[REQUIREMENTS] Pull out each line of the records below that contains the word "black", copying every such line in full.

[DATA SUPPLIED]
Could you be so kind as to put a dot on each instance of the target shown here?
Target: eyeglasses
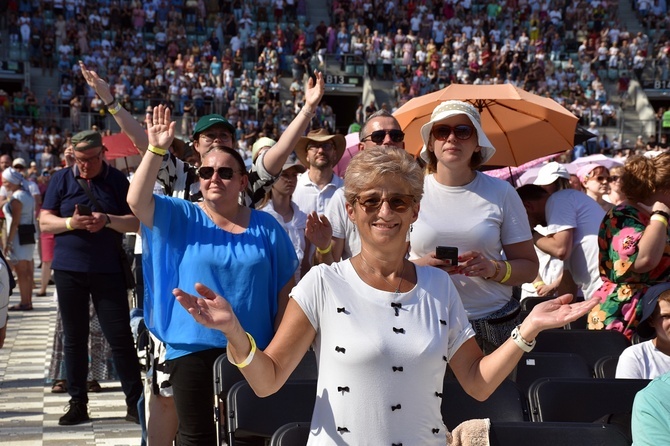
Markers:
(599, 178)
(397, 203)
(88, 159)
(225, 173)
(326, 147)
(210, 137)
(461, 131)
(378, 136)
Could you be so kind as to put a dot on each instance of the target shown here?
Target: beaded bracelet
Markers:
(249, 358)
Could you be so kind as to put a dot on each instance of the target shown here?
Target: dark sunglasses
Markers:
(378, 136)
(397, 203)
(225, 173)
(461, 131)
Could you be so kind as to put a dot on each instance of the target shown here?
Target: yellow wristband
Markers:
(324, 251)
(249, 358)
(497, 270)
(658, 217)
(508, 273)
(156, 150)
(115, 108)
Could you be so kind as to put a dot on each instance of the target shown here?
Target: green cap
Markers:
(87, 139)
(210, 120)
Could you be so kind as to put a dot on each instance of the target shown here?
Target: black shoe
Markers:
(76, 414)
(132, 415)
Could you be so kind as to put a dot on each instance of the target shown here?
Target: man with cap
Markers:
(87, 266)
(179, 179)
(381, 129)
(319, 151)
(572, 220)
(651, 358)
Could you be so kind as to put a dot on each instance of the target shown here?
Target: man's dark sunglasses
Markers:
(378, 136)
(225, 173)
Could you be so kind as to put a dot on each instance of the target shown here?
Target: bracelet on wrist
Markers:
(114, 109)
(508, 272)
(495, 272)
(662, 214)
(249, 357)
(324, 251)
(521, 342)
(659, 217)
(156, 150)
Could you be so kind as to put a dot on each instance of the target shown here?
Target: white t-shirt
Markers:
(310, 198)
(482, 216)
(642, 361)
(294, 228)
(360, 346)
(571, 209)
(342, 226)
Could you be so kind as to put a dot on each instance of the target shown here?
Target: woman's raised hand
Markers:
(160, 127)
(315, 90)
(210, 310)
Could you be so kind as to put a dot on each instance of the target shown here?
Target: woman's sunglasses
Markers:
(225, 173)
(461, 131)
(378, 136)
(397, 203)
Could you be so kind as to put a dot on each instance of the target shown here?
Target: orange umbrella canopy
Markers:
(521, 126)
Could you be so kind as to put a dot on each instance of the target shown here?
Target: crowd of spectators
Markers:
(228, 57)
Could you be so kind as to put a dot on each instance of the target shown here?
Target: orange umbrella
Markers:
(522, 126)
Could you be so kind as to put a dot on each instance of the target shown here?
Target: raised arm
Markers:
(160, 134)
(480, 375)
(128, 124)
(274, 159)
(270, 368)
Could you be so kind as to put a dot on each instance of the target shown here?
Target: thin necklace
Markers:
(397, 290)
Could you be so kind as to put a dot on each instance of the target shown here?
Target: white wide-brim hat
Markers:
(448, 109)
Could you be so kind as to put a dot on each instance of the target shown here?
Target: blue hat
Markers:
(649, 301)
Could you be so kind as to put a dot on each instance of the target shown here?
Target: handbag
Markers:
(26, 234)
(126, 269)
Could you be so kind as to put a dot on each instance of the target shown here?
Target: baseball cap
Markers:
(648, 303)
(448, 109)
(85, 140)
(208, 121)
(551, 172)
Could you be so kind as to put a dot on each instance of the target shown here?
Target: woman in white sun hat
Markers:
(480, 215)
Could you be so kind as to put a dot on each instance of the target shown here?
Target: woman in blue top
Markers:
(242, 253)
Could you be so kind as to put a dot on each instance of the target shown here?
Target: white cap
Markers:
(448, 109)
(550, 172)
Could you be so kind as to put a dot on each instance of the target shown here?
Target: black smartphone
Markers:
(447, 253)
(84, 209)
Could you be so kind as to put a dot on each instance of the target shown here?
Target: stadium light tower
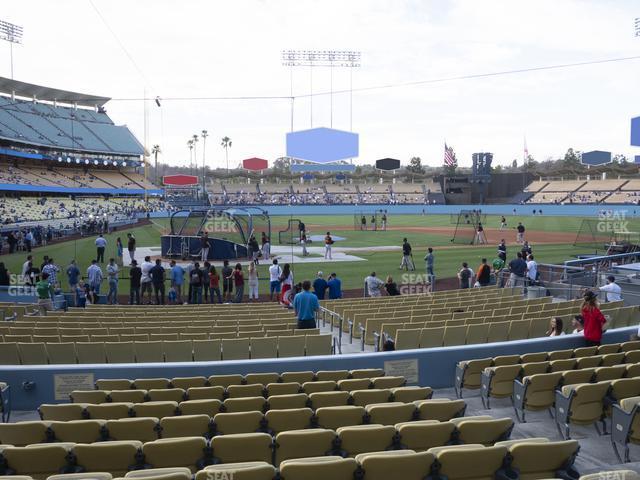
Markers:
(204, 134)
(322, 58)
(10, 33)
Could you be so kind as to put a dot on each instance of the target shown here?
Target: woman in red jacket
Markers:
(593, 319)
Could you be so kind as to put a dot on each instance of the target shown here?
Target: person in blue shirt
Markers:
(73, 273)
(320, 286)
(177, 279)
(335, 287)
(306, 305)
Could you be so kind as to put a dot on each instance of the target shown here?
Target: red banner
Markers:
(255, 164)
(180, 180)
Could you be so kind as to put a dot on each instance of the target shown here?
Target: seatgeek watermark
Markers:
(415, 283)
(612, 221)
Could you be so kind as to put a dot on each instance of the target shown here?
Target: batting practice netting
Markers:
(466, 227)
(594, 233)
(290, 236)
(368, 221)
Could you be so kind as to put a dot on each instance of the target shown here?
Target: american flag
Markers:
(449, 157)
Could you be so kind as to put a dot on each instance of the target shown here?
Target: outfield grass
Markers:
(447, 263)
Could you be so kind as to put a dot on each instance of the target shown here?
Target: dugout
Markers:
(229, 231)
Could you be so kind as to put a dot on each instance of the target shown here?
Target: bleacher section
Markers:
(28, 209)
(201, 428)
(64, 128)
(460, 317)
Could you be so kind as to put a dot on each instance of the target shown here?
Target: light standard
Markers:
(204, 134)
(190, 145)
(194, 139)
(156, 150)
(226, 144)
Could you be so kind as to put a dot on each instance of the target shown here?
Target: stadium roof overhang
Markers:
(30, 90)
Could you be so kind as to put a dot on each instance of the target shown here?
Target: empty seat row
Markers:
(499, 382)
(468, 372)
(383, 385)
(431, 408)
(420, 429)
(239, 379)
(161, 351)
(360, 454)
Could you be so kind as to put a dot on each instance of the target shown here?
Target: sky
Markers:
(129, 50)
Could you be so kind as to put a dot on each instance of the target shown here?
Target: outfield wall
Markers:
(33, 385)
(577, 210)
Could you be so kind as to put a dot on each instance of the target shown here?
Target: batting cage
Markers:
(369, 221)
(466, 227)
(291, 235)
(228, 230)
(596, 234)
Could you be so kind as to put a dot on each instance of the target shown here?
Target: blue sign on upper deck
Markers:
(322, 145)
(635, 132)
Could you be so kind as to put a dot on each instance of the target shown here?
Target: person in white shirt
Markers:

[TASK SOLUTION]
Target: black shoe
Target: black smartphone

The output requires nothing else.